Pick out and copy every line in the listing below that contains the string "gray". Case matters.

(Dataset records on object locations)
*-*-*
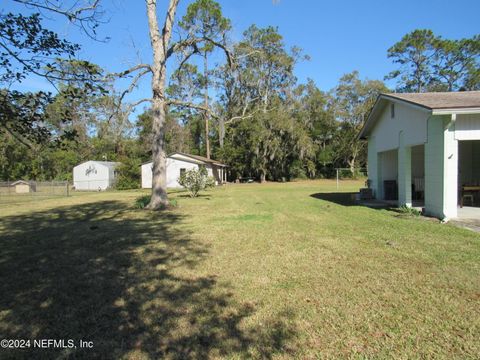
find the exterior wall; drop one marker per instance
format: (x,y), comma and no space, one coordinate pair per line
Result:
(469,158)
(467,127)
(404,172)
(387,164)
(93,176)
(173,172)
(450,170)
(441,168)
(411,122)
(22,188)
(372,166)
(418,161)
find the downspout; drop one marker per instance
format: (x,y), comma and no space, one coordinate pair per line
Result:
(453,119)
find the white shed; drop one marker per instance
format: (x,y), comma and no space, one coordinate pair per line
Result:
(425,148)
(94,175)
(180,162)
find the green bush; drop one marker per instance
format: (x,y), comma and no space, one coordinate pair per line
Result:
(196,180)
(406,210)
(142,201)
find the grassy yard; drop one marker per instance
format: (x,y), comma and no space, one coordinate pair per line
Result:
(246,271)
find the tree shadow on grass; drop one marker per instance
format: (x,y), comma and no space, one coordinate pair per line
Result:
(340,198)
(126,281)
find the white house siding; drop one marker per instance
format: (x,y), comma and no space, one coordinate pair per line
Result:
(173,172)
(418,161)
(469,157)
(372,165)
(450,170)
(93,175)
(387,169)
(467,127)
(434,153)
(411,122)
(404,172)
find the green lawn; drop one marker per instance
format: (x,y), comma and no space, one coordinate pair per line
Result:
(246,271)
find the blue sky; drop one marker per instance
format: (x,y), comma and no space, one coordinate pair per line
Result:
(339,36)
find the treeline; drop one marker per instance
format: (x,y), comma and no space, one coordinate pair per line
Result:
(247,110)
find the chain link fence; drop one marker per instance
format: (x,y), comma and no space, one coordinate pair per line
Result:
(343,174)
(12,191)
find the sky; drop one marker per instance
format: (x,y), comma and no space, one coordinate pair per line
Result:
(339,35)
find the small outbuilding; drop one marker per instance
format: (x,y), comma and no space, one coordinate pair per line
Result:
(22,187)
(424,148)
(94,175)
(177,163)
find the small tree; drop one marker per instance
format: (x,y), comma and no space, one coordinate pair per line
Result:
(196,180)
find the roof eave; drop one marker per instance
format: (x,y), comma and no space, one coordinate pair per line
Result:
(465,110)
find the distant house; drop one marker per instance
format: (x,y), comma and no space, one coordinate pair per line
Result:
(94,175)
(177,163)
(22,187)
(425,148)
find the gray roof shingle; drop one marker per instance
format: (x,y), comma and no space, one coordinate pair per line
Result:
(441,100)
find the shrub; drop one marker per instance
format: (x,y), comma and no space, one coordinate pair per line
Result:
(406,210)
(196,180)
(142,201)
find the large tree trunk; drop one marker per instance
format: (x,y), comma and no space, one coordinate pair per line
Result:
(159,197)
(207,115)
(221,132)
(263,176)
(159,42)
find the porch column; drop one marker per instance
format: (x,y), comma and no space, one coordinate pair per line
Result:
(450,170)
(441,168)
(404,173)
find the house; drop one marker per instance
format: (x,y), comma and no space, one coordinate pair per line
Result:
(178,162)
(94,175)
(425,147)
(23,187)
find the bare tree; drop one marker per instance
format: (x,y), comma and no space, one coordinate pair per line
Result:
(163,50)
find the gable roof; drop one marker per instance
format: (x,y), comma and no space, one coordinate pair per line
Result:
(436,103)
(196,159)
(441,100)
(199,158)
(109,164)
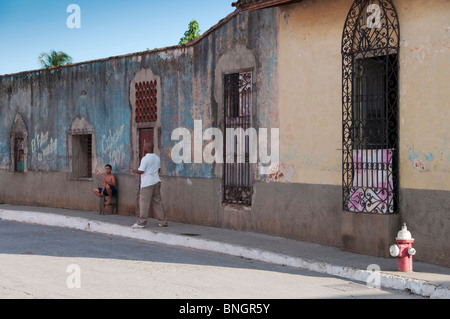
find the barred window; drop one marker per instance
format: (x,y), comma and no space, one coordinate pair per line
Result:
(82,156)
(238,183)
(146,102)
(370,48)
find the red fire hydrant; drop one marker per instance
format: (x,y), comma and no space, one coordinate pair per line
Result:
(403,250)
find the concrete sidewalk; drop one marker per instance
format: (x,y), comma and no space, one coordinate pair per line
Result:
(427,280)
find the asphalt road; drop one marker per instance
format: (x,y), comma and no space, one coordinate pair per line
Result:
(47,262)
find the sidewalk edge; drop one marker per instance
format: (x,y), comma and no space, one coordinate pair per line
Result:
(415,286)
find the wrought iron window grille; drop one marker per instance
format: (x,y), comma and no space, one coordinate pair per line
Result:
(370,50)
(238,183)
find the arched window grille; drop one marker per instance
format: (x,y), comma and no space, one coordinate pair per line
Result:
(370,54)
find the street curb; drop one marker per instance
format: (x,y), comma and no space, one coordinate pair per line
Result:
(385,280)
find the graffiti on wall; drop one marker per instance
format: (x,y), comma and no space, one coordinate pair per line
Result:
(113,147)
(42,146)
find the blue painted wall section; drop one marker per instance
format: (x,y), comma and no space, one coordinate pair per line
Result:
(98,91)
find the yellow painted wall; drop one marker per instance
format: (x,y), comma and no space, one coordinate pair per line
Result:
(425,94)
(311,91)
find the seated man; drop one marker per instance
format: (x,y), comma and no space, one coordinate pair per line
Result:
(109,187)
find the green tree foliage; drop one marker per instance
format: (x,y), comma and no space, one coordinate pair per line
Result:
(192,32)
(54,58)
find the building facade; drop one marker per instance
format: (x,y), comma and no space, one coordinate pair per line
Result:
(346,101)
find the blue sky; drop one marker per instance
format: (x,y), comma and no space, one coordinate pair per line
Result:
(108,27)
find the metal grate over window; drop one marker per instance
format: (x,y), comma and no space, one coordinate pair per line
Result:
*-*-*
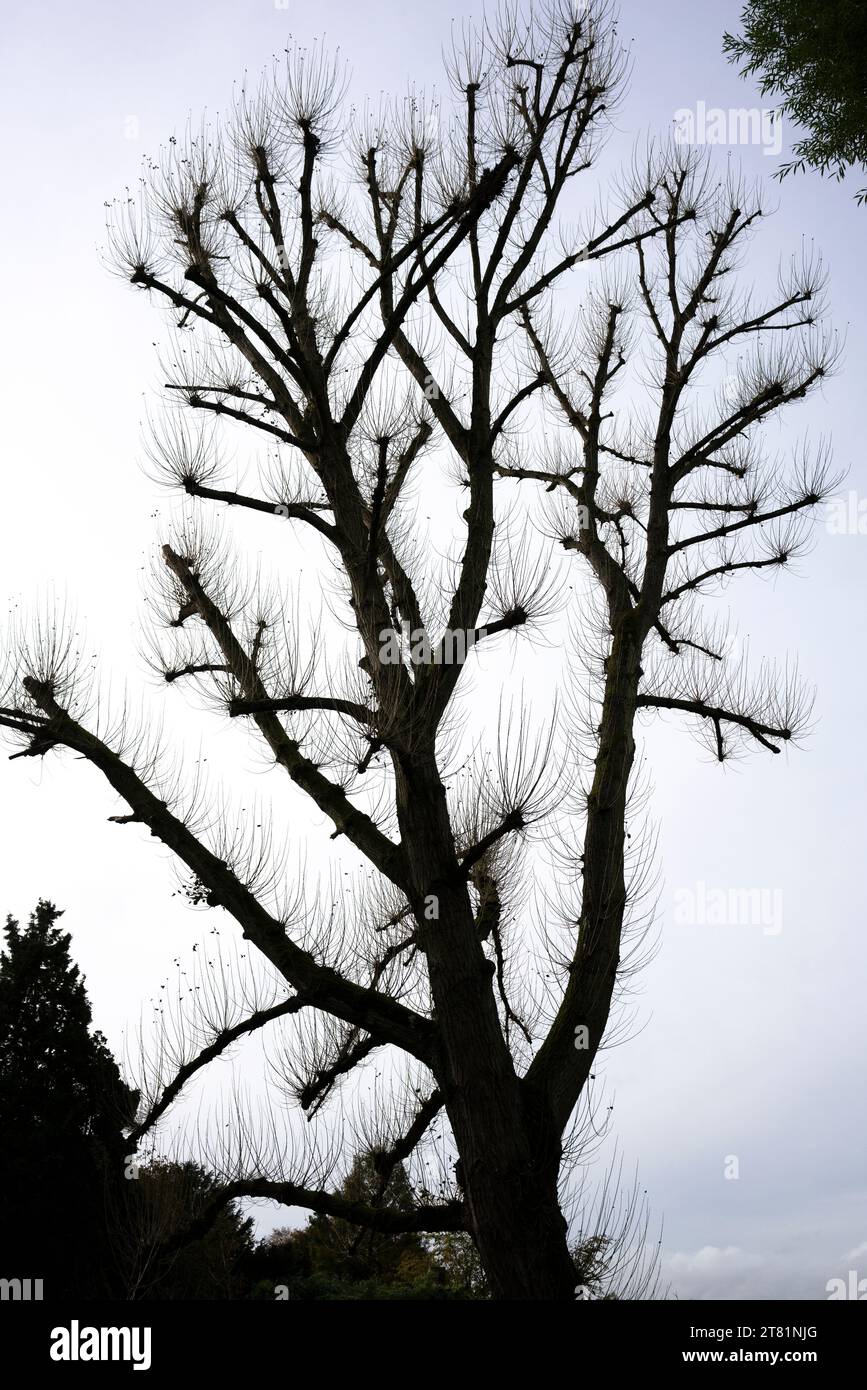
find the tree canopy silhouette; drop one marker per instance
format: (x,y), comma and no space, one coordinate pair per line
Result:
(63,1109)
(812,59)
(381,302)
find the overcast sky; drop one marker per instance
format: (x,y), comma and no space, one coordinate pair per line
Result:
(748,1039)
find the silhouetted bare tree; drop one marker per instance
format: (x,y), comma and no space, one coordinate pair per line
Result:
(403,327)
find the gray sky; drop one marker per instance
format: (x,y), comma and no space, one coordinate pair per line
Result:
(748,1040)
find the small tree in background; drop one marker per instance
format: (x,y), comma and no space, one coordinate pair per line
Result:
*-*-*
◆ Written response ◆
find the gray roof shingle; drop one marker per instance
find the gray sky; drop one marker per instance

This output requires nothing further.